───── Document segment ─────

Sunday, February 20, 2005

The Olympic Games 2002: - Boulder, Salt Lake, Moscow -


salk lake



This was originally an article I wrote for The Moscow Times three years ago, but, due to an editor's trip to India, which is Kafka-speak for who-the-fuck-knows-why-anything-ever-happens (though an editor really did go to India) it never got published. By the time the editor returned, everyone who had any kind of access to news was so cripplingly nauseated by Olympics scandals, figure-skaters, steroids, and stories of hope that to even mention the phrase "Salt Lake" was justification for ending a date early, and it never made its way into the paper. So I figured I'd go on and "publish" (ha ha) it on the blog. Welcome back to 2002, kids.




- Boulder, Salt Lake, Moscow -

    I have really enjoyed Russian television’s coverage of the Olympics so far.  One reason is that I just watched the full Women’s Sprint Biathlon for a full hour from 1 am until 2 am.  Another reason is the only slightly prevalent presence of Coca-Cola ads.  And another reason is the utter and complete lack of Chevy ads with dramatic stories of American medal hopefuls.  To get to the meaning behind these I’ll have to start at the beginning.

───── Record excerpts ─────

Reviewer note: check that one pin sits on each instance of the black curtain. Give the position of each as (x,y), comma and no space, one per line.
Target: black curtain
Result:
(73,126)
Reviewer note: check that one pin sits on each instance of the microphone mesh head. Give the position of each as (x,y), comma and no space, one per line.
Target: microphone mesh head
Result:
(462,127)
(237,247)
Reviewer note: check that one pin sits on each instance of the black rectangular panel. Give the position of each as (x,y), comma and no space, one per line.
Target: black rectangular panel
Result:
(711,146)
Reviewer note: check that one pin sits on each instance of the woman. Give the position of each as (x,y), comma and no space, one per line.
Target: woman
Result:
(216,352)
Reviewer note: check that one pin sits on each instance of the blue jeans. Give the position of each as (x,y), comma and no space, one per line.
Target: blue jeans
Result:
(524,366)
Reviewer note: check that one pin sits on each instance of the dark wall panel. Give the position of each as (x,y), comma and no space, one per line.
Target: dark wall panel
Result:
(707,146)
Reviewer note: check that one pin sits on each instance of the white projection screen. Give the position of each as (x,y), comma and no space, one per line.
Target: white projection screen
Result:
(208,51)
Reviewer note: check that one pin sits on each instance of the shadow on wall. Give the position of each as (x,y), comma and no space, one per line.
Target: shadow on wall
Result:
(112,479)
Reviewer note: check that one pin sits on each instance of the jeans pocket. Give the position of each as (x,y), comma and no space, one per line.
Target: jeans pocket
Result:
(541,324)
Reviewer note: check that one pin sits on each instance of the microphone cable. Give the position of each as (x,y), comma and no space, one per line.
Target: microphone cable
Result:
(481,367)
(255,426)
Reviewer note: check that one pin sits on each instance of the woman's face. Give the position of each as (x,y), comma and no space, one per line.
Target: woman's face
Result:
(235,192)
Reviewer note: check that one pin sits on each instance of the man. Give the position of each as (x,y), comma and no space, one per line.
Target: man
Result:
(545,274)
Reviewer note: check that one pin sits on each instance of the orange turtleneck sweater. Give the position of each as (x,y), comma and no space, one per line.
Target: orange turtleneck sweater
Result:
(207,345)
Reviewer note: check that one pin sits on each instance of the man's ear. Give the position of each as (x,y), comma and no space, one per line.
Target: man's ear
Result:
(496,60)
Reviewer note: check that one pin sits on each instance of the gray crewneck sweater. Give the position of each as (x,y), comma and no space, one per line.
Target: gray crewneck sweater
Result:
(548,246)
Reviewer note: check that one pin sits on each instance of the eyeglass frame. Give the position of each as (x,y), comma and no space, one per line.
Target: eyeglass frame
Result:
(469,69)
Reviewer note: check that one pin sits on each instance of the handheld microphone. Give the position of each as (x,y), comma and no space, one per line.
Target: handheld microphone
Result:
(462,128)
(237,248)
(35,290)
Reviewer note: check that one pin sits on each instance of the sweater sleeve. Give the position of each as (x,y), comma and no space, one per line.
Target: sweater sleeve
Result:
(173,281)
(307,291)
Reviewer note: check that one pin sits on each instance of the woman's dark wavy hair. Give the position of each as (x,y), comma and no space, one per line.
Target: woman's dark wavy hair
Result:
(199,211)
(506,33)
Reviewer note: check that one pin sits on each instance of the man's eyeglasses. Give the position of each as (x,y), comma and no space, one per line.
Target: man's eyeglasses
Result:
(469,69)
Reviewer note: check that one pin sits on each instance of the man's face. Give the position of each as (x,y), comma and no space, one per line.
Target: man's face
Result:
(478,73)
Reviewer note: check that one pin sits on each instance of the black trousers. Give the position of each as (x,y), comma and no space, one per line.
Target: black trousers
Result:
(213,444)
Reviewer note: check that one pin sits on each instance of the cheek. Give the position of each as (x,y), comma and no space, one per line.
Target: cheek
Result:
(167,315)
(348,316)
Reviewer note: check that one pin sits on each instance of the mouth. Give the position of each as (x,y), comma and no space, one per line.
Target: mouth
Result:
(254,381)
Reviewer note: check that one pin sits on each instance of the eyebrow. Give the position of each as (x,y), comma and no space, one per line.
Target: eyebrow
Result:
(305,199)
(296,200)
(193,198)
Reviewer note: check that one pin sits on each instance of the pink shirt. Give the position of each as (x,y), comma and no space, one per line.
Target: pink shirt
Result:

─────

* **Do this**: Carry on the blog post about watching the 2002 Olympics on Russian television, starting right after its last sentence.

* **Answer to this task**:
    I had told everyone that I was Russian, from Moscow even, and that allowed me to move up to the front of the crowd at the bottom of the 90k ski jump.  It was a sizeable crowd; at least 18,000 according to the P.A. announcement.  But it was loose and easy to weave through, with the notable exception of the spectators who had brought blankets to the event, expecting to sit, relaxed on the ground, and catch all of the action, an act that could only be considered absurd in a Nordic country.   I had come to the event with my family from Colorado by car—myself on vacation from Moscow—to see my friend and native Muscovite Alexei Fadeev compete in the Nordic Combined, an event that consists of both ski-jumping and cross-country skiing.  Along with the team he had received a bronze medal in the team event four years ago in Nagano.  This year, as the team had lost a couple of key members, they didn’t have high aspirations for that event.  Alexei, the Russian national champion, was ranked 30th going into his first jump of the day.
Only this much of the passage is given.